● Written problem
Give everything from the line containing "[spot] the building" down to the end of the records, that line included, as a JSON list of strings with one string per line and blank lines left out.

====== Entries provided

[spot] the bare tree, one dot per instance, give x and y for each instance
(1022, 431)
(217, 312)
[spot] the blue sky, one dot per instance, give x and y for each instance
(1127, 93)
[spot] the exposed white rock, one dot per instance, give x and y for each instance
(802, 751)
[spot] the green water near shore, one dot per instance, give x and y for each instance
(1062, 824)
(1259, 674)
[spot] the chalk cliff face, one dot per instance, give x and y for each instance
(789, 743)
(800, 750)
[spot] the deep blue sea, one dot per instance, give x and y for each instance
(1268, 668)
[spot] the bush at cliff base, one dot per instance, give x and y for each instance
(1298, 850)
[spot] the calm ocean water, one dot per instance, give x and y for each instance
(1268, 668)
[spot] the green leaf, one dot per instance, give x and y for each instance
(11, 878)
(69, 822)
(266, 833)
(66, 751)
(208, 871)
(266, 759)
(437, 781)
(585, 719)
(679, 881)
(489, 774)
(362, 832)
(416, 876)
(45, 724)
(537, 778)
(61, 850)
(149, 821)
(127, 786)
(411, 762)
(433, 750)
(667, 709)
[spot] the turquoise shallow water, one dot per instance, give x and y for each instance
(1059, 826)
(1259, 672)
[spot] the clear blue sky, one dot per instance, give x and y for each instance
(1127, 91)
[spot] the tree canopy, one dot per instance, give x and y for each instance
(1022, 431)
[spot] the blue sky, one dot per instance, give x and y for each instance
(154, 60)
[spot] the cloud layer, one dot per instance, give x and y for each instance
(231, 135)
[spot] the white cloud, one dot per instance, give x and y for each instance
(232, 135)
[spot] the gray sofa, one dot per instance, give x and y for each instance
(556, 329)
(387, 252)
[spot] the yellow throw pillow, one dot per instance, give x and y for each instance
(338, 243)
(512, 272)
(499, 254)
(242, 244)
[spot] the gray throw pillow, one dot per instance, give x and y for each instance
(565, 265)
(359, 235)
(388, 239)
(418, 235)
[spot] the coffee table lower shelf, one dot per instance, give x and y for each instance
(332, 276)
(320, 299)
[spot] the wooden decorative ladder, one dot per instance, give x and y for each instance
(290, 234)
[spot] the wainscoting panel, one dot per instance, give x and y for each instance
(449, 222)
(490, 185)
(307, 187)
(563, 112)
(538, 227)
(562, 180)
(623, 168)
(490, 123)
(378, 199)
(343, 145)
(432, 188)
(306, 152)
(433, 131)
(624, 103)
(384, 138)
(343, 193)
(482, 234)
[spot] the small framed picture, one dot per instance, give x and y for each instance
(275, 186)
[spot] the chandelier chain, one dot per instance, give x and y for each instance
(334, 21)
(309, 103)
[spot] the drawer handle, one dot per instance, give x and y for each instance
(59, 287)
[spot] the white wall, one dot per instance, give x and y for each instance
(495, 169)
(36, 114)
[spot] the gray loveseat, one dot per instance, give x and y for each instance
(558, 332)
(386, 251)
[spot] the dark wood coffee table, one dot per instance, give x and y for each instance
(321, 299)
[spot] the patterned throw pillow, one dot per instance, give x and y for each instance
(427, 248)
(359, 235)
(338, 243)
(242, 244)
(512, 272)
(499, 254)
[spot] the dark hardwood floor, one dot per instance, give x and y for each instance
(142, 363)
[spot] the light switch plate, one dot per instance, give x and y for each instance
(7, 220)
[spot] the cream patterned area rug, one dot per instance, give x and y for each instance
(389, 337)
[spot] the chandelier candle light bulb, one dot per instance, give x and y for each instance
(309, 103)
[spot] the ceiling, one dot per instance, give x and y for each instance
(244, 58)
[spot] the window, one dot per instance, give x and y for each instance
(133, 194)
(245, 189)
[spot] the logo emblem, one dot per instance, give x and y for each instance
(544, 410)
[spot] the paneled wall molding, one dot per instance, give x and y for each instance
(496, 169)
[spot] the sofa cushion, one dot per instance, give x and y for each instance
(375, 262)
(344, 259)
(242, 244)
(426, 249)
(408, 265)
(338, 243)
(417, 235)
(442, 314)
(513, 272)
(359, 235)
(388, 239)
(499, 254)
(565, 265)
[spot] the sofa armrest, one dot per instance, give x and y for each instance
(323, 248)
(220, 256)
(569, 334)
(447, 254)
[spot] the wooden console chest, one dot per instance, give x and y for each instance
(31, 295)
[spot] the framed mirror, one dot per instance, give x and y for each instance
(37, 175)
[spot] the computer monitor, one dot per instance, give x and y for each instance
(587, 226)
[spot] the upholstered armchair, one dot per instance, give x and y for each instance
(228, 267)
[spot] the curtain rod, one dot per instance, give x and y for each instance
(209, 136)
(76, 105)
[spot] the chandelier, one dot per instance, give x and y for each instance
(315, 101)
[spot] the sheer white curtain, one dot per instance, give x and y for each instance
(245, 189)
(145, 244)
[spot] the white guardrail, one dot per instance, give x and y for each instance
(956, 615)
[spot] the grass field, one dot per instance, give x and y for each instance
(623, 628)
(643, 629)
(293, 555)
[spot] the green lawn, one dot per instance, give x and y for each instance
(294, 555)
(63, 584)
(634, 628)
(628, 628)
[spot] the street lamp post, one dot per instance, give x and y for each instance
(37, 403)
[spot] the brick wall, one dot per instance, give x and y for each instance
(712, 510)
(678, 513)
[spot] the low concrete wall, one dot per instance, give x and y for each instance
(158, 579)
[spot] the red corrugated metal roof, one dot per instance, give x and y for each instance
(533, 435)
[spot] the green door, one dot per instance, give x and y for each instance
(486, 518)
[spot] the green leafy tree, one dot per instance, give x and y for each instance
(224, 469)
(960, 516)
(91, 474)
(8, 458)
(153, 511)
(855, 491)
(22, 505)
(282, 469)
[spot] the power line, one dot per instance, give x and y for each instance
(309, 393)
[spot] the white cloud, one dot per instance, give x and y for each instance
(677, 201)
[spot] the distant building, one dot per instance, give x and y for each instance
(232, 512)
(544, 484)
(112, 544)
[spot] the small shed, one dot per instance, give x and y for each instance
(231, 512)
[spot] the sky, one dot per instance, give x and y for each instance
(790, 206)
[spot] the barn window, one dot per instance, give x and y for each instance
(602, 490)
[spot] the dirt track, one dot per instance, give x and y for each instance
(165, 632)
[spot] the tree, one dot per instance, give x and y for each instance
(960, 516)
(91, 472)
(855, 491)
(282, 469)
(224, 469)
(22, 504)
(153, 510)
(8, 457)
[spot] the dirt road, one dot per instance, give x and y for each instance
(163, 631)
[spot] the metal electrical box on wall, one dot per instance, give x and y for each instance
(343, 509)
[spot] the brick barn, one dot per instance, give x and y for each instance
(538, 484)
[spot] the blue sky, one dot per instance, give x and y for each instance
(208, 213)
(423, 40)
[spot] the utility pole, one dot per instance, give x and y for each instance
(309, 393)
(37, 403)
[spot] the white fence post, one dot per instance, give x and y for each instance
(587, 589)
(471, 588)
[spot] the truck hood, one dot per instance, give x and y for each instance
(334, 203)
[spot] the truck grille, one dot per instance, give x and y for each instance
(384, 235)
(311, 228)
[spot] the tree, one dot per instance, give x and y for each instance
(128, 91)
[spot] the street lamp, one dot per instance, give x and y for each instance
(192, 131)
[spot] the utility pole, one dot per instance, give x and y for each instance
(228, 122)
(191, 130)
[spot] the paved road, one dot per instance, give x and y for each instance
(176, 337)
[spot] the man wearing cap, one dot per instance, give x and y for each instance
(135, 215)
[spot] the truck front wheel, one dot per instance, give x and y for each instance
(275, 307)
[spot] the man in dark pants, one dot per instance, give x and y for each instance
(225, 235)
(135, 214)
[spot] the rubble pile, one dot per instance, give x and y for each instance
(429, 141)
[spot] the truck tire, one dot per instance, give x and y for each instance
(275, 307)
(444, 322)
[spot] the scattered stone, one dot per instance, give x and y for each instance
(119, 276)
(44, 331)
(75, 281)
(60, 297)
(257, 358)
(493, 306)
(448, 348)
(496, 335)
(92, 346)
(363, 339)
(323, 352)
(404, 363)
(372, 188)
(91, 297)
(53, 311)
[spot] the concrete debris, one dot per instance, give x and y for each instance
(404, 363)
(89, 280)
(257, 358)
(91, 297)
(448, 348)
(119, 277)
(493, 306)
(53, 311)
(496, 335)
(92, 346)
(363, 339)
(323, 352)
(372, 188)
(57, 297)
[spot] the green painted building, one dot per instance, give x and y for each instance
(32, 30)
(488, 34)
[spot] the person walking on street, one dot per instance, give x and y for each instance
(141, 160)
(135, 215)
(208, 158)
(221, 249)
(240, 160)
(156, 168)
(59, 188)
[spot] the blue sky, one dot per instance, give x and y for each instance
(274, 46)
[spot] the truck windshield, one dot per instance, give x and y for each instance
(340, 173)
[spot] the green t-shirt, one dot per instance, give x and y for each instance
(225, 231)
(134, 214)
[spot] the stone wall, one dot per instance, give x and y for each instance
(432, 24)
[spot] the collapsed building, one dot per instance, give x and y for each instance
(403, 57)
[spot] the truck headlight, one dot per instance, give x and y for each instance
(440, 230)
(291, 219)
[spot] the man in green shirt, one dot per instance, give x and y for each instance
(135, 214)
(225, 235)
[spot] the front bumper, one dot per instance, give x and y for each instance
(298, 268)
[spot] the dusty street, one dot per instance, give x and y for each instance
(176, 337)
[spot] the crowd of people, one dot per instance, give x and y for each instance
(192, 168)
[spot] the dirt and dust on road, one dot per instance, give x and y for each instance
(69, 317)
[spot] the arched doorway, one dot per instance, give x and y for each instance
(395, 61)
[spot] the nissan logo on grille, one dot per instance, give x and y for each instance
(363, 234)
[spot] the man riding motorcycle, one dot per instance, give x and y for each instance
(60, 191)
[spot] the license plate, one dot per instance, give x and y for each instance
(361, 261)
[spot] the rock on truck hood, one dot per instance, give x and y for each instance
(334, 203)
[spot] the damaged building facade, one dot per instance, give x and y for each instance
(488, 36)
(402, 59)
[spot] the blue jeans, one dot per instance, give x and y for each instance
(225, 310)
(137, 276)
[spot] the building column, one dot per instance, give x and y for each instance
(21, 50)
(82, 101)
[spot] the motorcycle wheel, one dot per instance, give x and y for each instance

============

● Finished task
[
  "[spot] the building column, one dot per instance, give x and y for each instance",
  "(21, 50)",
  "(82, 101)",
  "[spot] the motorcycle wheel, one dot per instance, give x and y for each instance"
]